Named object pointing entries
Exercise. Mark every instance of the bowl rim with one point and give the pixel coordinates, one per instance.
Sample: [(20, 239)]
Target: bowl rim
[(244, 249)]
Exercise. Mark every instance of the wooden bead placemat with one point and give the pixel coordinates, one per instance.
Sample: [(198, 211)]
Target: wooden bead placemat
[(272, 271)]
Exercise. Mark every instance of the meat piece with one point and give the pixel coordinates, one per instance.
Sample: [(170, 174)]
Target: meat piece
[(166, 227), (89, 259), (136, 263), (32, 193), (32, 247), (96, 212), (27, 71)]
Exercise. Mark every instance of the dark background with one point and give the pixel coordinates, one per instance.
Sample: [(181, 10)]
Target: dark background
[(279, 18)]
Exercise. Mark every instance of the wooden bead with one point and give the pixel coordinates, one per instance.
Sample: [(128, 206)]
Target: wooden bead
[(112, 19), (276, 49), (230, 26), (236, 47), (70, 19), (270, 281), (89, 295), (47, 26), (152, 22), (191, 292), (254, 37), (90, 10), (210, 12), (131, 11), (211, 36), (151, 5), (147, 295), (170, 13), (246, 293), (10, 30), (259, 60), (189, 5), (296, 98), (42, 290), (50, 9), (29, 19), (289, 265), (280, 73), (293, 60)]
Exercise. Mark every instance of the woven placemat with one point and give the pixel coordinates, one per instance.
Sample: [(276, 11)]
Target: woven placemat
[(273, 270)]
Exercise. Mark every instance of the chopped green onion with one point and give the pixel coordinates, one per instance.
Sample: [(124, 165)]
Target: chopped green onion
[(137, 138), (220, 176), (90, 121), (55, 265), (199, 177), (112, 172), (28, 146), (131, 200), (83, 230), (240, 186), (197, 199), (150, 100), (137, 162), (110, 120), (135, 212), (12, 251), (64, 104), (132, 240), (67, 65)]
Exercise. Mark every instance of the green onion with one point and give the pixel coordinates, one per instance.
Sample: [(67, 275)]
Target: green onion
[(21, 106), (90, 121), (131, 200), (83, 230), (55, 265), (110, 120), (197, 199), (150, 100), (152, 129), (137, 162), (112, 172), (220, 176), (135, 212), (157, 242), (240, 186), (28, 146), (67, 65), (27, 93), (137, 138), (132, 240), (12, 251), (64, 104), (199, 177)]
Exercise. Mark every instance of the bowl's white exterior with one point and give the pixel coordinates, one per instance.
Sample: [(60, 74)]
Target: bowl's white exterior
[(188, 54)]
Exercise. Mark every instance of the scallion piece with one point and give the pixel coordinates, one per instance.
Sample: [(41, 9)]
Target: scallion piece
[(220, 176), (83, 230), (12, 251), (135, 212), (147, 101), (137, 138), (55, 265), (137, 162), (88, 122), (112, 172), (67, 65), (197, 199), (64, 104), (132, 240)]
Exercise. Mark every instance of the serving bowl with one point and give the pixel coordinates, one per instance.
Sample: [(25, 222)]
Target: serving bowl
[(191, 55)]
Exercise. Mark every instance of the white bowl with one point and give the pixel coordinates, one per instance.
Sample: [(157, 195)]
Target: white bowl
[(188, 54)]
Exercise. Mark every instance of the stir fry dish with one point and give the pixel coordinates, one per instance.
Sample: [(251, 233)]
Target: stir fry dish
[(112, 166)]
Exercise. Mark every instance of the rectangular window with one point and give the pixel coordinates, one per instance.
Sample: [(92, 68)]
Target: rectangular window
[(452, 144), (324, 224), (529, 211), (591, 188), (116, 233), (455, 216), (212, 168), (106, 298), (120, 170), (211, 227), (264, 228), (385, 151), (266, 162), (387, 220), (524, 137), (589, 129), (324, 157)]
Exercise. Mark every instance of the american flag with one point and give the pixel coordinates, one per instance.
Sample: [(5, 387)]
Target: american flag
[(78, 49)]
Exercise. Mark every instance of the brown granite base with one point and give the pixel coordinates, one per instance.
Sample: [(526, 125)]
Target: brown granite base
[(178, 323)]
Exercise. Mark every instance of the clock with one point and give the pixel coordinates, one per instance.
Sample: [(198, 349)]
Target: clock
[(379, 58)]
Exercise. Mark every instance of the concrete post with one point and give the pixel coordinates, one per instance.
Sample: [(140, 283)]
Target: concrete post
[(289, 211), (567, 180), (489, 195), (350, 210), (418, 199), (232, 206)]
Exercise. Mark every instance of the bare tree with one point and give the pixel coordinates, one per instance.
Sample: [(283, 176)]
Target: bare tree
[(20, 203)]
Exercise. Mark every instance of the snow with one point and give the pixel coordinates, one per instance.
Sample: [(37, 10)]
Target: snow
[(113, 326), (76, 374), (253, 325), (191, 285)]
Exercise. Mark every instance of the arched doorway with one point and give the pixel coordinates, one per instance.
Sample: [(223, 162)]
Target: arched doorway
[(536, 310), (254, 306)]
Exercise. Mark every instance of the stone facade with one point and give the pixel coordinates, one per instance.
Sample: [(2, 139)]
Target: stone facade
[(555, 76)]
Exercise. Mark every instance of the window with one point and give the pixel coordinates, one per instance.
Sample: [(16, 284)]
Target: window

--

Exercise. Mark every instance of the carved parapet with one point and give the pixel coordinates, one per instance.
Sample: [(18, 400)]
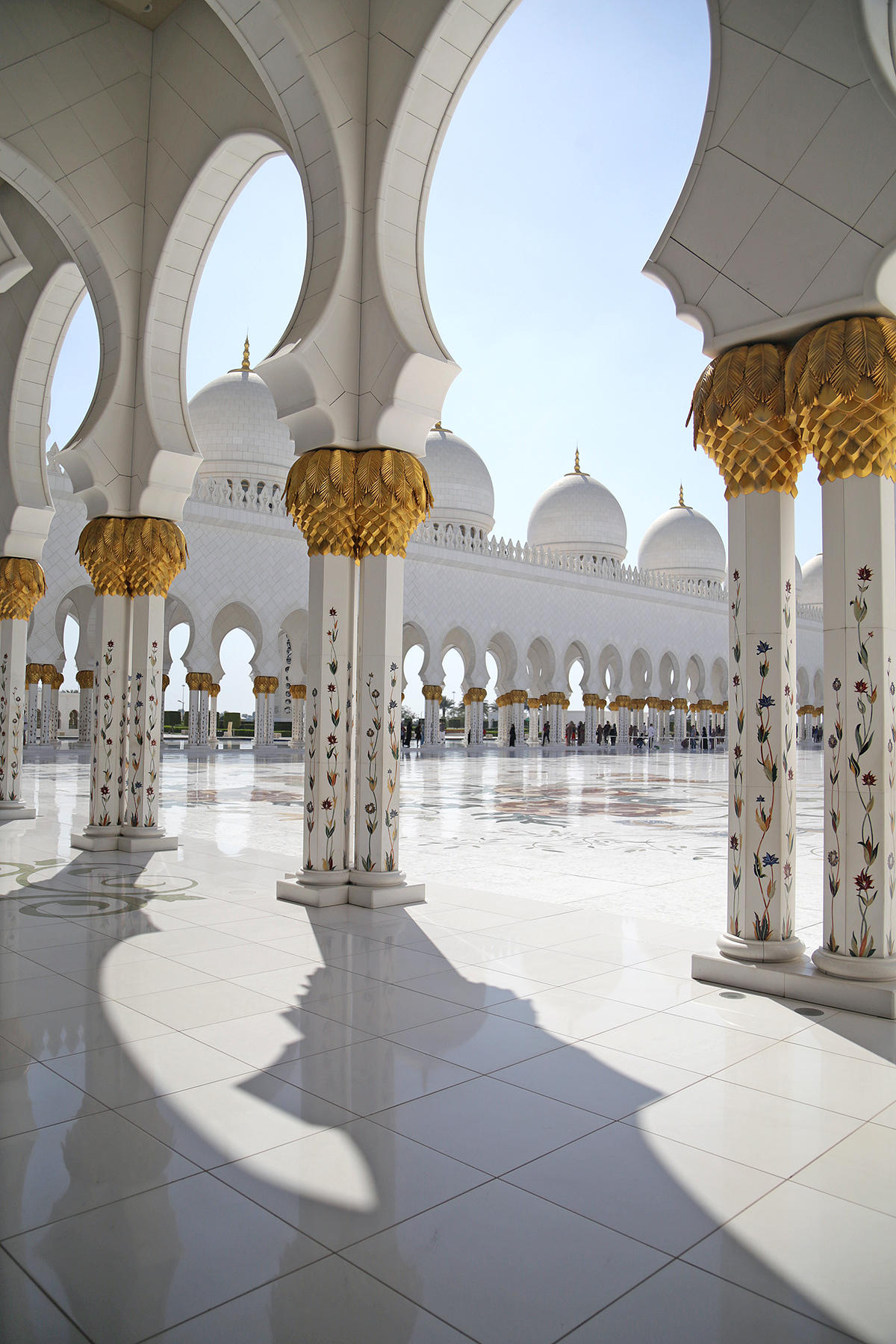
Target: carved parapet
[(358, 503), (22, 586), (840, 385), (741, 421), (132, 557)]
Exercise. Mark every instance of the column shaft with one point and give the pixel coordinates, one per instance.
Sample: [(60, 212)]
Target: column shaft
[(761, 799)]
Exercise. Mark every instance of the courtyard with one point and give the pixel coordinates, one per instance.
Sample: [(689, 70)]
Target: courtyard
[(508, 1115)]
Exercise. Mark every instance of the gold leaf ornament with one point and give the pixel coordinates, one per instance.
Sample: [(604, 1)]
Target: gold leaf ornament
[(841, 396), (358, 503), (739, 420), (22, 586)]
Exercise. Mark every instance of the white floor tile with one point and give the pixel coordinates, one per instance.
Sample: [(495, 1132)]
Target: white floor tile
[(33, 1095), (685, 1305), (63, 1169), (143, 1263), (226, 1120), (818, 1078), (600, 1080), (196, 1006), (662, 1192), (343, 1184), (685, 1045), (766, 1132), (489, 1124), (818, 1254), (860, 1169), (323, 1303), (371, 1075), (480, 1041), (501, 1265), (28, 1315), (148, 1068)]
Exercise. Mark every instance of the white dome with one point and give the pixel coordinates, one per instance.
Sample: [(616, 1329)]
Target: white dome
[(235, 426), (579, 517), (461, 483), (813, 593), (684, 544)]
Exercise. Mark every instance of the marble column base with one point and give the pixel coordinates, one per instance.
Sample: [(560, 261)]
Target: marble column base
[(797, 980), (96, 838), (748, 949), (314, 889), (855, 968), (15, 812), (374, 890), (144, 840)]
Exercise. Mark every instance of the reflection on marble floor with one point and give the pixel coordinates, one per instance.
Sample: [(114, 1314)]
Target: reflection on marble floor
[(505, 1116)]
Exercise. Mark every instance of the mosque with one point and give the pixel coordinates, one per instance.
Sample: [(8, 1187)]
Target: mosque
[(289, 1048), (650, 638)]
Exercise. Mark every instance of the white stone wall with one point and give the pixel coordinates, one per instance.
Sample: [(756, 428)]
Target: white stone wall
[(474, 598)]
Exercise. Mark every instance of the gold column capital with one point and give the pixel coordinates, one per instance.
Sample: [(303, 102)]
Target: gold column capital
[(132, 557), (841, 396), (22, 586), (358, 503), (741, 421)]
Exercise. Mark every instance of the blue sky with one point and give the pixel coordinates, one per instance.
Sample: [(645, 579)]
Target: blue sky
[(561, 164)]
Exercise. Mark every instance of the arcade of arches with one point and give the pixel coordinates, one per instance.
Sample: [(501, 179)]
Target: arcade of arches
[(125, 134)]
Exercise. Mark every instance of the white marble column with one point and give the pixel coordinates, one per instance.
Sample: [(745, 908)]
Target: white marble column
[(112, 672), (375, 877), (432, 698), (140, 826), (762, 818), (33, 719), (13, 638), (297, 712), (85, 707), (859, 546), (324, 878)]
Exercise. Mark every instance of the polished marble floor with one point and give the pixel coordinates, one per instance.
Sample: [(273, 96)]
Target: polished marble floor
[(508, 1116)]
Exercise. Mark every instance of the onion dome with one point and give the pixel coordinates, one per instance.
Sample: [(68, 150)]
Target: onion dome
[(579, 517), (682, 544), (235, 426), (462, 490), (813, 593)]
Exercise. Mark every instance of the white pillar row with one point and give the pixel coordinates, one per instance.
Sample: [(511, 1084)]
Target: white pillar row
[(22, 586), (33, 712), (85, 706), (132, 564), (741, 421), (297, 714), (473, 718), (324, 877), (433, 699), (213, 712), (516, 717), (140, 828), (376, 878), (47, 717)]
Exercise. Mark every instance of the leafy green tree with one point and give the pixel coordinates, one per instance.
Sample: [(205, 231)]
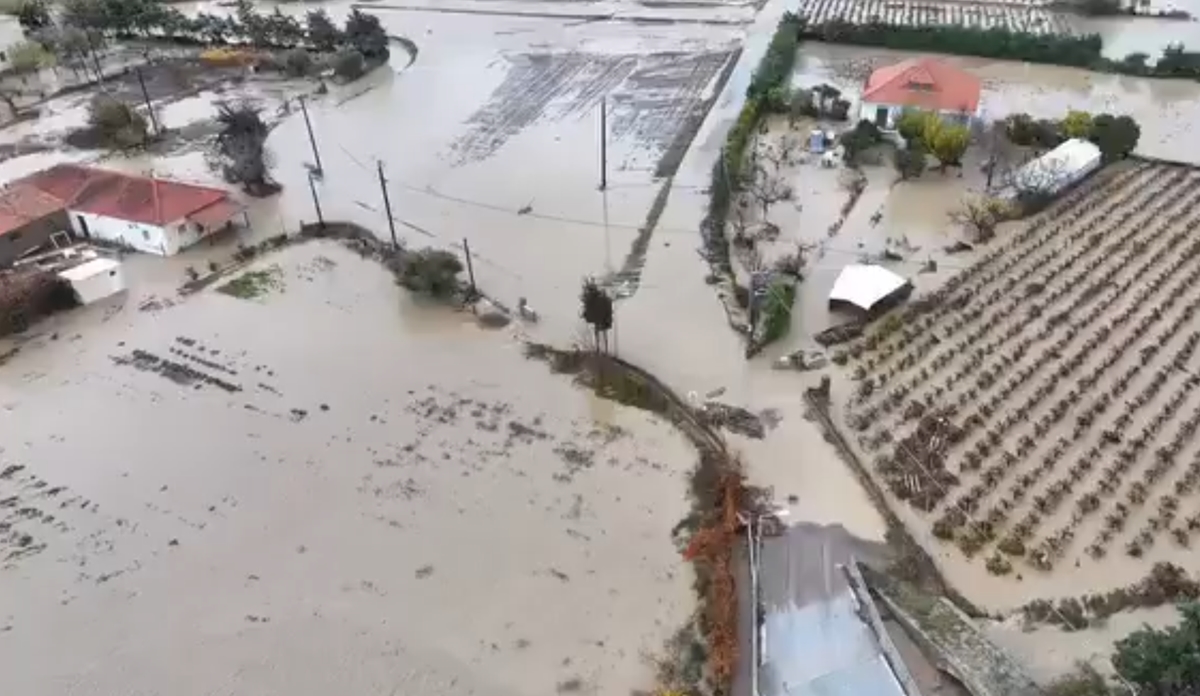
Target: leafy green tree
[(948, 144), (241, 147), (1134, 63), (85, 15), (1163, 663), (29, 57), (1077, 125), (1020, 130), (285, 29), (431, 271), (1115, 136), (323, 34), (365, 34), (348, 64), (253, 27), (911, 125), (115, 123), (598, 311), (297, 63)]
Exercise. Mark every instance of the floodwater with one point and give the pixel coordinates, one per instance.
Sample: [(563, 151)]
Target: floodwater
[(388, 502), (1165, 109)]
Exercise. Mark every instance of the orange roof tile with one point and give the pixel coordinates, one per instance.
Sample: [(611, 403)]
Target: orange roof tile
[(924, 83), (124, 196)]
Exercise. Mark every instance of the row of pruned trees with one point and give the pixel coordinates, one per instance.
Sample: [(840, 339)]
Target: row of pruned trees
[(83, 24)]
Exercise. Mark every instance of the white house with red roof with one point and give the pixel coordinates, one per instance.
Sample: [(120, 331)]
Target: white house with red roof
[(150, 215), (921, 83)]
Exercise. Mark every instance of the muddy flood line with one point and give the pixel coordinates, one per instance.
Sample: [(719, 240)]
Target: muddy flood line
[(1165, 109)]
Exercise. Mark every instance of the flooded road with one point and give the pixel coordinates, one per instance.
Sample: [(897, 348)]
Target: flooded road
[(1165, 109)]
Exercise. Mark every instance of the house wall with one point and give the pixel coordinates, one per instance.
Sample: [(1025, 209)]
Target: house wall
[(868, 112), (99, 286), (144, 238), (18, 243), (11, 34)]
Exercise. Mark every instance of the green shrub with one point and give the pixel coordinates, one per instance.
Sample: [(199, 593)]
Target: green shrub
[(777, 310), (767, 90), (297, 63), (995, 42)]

---

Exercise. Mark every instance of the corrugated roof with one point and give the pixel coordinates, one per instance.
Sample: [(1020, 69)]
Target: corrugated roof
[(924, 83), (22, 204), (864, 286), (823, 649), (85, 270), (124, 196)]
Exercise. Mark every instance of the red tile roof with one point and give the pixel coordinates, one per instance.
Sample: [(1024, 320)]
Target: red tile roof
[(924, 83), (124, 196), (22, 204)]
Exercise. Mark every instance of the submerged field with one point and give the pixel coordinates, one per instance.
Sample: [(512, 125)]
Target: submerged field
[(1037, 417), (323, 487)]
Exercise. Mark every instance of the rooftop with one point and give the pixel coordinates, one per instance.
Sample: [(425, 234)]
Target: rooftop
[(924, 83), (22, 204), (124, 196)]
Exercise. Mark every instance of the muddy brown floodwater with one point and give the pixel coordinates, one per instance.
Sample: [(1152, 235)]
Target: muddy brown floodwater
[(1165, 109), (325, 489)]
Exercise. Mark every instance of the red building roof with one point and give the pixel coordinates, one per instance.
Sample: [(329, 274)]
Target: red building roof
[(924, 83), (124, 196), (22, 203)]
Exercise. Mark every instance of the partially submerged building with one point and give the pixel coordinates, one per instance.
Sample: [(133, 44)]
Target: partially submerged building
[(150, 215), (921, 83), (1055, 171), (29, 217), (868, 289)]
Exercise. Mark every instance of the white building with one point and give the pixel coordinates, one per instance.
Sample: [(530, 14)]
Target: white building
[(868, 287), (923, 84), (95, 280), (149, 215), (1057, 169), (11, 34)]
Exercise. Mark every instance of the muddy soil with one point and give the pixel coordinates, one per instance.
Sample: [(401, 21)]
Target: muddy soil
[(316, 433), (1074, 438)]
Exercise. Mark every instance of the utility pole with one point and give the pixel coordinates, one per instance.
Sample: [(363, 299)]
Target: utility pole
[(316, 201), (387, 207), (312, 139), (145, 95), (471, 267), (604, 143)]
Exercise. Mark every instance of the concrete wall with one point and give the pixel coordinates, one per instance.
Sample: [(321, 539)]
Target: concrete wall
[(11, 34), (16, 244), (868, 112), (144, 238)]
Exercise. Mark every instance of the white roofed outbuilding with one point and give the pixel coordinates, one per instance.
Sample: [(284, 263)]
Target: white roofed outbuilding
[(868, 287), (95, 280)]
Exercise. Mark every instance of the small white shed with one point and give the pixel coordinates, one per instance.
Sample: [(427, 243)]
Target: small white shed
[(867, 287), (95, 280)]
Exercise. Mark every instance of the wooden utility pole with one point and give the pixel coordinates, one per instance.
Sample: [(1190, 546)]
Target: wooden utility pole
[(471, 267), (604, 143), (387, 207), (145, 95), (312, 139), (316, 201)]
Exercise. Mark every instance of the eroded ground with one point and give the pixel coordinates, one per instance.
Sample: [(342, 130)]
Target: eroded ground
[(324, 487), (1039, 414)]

BRIEF
Copy everything from the line containing "Exercise. Mark every instance of the house" down to the line containing "[(777, 310), (767, 90), (297, 63), (995, 42)]", substituting "leafy bush" for "green shrub" and keeping all else unchanged.

WRITTEN RESPONSE
Exercise. Mark every instance of the house wall with one point and give the pixel coordinates, one per instance.
Sample: [(1025, 209)]
Target: house wall
[(868, 112), (99, 286), (144, 238), (18, 243), (11, 34)]
Exercise. Mark every instance of the leafy bush with one point and give the pixel coordinates, one per instance.
Sample: [(199, 593)]
Target: leafy bush
[(777, 310), (767, 90), (297, 63), (995, 42)]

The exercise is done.